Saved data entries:
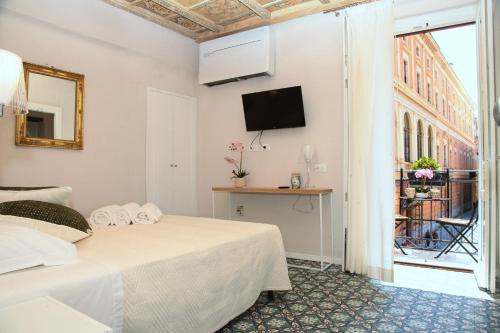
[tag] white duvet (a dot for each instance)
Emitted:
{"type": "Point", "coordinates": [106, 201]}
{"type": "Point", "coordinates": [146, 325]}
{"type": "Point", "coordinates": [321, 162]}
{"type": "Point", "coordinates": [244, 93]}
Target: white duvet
{"type": "Point", "coordinates": [184, 274]}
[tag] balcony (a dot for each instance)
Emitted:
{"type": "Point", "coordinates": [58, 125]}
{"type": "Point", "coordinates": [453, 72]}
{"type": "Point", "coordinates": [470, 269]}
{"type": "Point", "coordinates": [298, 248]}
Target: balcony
{"type": "Point", "coordinates": [424, 227]}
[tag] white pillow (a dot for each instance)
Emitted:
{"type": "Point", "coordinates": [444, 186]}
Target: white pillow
{"type": "Point", "coordinates": [63, 232]}
{"type": "Point", "coordinates": [56, 195]}
{"type": "Point", "coordinates": [23, 248]}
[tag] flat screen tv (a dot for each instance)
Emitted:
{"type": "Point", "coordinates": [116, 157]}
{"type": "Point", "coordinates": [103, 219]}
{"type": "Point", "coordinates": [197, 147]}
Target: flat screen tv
{"type": "Point", "coordinates": [280, 108]}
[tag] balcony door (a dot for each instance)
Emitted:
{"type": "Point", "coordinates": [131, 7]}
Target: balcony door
{"type": "Point", "coordinates": [488, 23]}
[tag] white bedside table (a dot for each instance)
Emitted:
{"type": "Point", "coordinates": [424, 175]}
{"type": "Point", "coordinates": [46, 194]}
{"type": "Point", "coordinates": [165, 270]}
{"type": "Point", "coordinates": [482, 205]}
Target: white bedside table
{"type": "Point", "coordinates": [47, 315]}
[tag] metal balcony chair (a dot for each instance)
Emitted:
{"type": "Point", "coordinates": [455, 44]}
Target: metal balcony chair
{"type": "Point", "coordinates": [400, 219]}
{"type": "Point", "coordinates": [462, 227]}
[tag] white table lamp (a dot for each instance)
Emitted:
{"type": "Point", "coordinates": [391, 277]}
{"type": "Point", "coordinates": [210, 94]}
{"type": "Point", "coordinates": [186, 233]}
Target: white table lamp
{"type": "Point", "coordinates": [12, 87]}
{"type": "Point", "coordinates": [308, 156]}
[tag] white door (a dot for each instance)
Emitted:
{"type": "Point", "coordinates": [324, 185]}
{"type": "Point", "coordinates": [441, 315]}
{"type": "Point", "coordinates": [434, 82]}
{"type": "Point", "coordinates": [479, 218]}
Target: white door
{"type": "Point", "coordinates": [487, 152]}
{"type": "Point", "coordinates": [171, 152]}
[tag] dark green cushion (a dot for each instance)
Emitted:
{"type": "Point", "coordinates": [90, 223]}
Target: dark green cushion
{"type": "Point", "coordinates": [47, 212]}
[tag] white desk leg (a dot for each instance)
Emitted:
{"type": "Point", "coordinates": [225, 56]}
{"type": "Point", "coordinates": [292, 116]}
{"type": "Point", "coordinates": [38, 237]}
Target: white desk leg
{"type": "Point", "coordinates": [320, 198]}
{"type": "Point", "coordinates": [230, 212]}
{"type": "Point", "coordinates": [213, 204]}
{"type": "Point", "coordinates": [331, 222]}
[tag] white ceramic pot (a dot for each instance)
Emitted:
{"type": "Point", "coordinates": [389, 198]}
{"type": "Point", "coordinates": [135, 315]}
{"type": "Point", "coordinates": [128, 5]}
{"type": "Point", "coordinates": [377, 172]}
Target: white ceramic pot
{"type": "Point", "coordinates": [240, 182]}
{"type": "Point", "coordinates": [422, 195]}
{"type": "Point", "coordinates": [410, 192]}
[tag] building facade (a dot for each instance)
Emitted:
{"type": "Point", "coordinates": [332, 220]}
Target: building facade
{"type": "Point", "coordinates": [434, 115]}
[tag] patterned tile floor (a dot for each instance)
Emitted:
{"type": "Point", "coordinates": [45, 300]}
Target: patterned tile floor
{"type": "Point", "coordinates": [334, 301]}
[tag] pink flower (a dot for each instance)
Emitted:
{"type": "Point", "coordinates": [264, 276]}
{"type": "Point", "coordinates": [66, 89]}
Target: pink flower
{"type": "Point", "coordinates": [231, 160]}
{"type": "Point", "coordinates": [237, 146]}
{"type": "Point", "coordinates": [424, 174]}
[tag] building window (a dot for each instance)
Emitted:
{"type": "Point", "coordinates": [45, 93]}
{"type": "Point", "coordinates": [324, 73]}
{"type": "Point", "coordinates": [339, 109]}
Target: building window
{"type": "Point", "coordinates": [429, 142]}
{"type": "Point", "coordinates": [419, 87]}
{"type": "Point", "coordinates": [445, 157]}
{"type": "Point", "coordinates": [420, 139]}
{"type": "Point", "coordinates": [406, 133]}
{"type": "Point", "coordinates": [405, 71]}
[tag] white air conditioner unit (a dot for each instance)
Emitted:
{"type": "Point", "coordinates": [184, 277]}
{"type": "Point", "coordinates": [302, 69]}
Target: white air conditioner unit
{"type": "Point", "coordinates": [236, 57]}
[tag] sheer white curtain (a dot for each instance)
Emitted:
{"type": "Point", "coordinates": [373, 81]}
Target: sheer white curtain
{"type": "Point", "coordinates": [370, 220]}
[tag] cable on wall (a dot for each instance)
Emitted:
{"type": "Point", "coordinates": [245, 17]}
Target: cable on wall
{"type": "Point", "coordinates": [311, 205]}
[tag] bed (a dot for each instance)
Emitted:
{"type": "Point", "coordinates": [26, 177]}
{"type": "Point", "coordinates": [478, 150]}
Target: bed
{"type": "Point", "coordinates": [182, 274]}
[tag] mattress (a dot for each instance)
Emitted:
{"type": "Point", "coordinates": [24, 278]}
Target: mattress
{"type": "Point", "coordinates": [95, 289]}
{"type": "Point", "coordinates": [186, 274]}
{"type": "Point", "coordinates": [182, 274]}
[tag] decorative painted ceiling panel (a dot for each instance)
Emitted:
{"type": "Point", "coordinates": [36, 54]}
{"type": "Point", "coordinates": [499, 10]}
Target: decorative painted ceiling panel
{"type": "Point", "coordinates": [207, 19]}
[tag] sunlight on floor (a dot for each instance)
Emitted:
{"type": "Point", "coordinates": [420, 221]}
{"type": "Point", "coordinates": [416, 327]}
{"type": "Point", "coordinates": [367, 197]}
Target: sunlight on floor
{"type": "Point", "coordinates": [437, 280]}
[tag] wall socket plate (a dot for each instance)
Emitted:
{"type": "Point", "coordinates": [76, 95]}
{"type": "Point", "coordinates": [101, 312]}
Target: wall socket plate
{"type": "Point", "coordinates": [320, 167]}
{"type": "Point", "coordinates": [258, 147]}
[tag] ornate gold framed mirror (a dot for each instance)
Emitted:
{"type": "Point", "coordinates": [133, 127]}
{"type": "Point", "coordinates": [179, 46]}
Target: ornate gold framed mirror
{"type": "Point", "coordinates": [55, 104]}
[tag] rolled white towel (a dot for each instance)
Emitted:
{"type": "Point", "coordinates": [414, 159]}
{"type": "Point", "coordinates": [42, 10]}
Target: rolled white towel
{"type": "Point", "coordinates": [154, 209]}
{"type": "Point", "coordinates": [110, 215]}
{"type": "Point", "coordinates": [148, 214]}
{"type": "Point", "coordinates": [132, 209]}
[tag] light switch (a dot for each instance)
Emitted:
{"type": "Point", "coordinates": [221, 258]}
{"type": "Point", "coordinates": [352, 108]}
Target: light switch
{"type": "Point", "coordinates": [320, 167]}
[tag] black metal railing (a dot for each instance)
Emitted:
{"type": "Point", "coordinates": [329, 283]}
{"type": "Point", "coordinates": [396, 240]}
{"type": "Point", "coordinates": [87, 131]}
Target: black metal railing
{"type": "Point", "coordinates": [458, 191]}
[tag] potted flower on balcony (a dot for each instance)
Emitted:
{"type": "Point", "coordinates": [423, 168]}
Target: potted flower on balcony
{"type": "Point", "coordinates": [423, 175]}
{"type": "Point", "coordinates": [239, 173]}
{"type": "Point", "coordinates": [440, 177]}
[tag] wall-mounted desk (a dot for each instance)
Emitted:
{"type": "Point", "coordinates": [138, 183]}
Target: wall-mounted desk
{"type": "Point", "coordinates": [321, 193]}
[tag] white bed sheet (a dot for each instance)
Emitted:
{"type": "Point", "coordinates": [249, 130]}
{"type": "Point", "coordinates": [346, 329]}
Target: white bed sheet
{"type": "Point", "coordinates": [186, 274]}
{"type": "Point", "coordinates": [90, 287]}
{"type": "Point", "coordinates": [182, 274]}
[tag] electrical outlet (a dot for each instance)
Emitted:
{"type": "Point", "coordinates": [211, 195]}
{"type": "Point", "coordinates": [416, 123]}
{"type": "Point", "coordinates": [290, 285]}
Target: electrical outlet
{"type": "Point", "coordinates": [257, 147]}
{"type": "Point", "coordinates": [321, 167]}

(What to do):
The "Target: white bed sheet" line through the last line above: set these down exactly and add nothing else.

(The answer):
Target: white bed sheet
{"type": "Point", "coordinates": [186, 274]}
{"type": "Point", "coordinates": [90, 287]}
{"type": "Point", "coordinates": [182, 274]}
[tag] electrical outlet (a dot for each instance)
Emitted:
{"type": "Point", "coordinates": [211, 195]}
{"type": "Point", "coordinates": [416, 123]}
{"type": "Point", "coordinates": [290, 285]}
Target: electrical outlet
{"type": "Point", "coordinates": [257, 147]}
{"type": "Point", "coordinates": [321, 167]}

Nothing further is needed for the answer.